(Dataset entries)
┌──

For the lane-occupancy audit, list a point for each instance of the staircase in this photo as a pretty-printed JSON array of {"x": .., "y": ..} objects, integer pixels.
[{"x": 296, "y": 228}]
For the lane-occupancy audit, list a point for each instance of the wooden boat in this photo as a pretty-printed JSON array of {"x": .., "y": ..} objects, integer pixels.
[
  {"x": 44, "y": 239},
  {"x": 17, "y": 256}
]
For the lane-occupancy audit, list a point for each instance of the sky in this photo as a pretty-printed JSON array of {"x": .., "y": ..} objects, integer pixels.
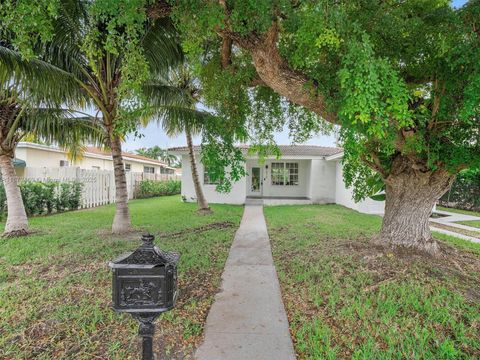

└──

WHAT TO WORK ON:
Please write out all the data again word for word, but not the pictures.

RESULT OF THIS TASK:
For the lane-occupancy audit, list a point for each instance of the staircase in this photo as a pretty-printed JSON array of {"x": .., "y": ..} objects, integer pixels.
[{"x": 296, "y": 228}]
For the lane-occupancy audit, list a point for each instance of the wooden boat in this photo as a pretty-printed JSON array of {"x": .., "y": ..} objects, integer pixels.
[
  {"x": 44, "y": 239},
  {"x": 17, "y": 256}
]
For the lane-occupancy audit, list a point for each instance of the sky in this photo as a pretty-printed JSON array of {"x": .., "y": ..} objects, integer pixels.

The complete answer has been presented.